**** Extracted records ****

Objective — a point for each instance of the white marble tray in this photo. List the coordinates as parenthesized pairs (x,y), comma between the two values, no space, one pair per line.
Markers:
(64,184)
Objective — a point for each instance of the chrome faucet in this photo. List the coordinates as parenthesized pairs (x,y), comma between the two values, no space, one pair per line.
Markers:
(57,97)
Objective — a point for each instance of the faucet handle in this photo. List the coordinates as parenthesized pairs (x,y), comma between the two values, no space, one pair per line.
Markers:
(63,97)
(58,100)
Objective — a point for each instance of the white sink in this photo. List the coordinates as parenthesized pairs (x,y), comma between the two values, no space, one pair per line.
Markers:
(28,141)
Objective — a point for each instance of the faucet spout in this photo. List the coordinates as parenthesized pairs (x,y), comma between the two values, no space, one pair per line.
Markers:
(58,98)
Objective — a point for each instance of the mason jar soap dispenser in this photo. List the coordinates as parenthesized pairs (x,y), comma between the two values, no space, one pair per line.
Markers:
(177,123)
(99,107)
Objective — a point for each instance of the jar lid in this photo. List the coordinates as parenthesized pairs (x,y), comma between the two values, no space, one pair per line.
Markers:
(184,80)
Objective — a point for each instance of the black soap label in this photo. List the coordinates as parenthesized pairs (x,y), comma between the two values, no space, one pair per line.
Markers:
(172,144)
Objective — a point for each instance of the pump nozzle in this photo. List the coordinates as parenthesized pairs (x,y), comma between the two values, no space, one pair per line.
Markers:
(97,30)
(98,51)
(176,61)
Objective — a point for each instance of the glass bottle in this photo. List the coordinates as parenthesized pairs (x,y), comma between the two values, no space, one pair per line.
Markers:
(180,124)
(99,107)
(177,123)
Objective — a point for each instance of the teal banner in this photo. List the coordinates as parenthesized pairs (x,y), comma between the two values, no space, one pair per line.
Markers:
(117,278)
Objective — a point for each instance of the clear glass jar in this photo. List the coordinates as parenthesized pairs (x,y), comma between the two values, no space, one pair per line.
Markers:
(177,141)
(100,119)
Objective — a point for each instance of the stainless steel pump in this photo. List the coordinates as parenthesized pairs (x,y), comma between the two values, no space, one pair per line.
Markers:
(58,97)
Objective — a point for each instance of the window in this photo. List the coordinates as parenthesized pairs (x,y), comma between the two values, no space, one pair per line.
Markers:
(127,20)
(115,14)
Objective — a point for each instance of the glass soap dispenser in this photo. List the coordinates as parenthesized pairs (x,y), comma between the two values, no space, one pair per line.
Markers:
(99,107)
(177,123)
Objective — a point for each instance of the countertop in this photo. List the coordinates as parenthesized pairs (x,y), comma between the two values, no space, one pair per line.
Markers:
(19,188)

****

▶ [Problem to work on] Copy the lines verbatim, from the line that contains "Objective — a point for each instance of the countertop" through the end of the records.

▶ [The answer]
Objective — a point for each instance of the countertop in this photo. List the coordinates as parenthesized pairs (x,y), comma between the two values, no space, one pair per line.
Markers:
(19,188)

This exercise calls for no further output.